Records from a data collection:
Segment Open

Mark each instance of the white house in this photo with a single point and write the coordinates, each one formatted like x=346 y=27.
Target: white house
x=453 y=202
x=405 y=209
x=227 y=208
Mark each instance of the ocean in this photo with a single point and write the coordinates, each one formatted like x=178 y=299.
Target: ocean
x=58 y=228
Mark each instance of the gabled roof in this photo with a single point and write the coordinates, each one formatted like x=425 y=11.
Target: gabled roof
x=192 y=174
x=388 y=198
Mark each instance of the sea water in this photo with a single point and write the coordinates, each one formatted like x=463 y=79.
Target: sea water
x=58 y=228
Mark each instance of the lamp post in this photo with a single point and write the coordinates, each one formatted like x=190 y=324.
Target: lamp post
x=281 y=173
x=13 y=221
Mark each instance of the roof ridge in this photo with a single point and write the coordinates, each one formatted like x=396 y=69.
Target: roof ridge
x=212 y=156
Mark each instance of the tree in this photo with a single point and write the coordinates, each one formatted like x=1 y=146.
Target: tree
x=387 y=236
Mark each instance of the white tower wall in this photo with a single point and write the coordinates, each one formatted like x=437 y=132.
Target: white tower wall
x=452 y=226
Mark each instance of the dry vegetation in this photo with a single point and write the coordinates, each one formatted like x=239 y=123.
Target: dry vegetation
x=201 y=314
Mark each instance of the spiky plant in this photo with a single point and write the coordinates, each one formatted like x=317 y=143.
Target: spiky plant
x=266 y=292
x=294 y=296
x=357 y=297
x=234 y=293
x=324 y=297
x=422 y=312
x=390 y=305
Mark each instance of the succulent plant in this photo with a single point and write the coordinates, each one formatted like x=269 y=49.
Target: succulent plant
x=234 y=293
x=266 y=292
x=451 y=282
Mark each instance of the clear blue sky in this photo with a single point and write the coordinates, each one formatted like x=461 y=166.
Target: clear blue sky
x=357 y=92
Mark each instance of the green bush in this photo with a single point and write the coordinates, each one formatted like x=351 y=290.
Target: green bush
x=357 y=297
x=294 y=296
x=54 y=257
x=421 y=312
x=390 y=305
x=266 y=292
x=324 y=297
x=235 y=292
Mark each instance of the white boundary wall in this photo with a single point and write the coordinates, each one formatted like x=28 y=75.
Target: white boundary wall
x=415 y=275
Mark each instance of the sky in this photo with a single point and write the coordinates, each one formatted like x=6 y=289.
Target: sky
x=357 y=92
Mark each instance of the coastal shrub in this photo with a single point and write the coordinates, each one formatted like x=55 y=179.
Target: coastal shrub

Segment Closed

▶ _About this task_:
In the entries above, find each line with the word "shrub" and return it.

▶ _Exercise answer_:
Mark each instance of the coastal shrub in this photo with a single point and write the coordinates, each one formatted like x=55 y=179.
Target: coastal shrub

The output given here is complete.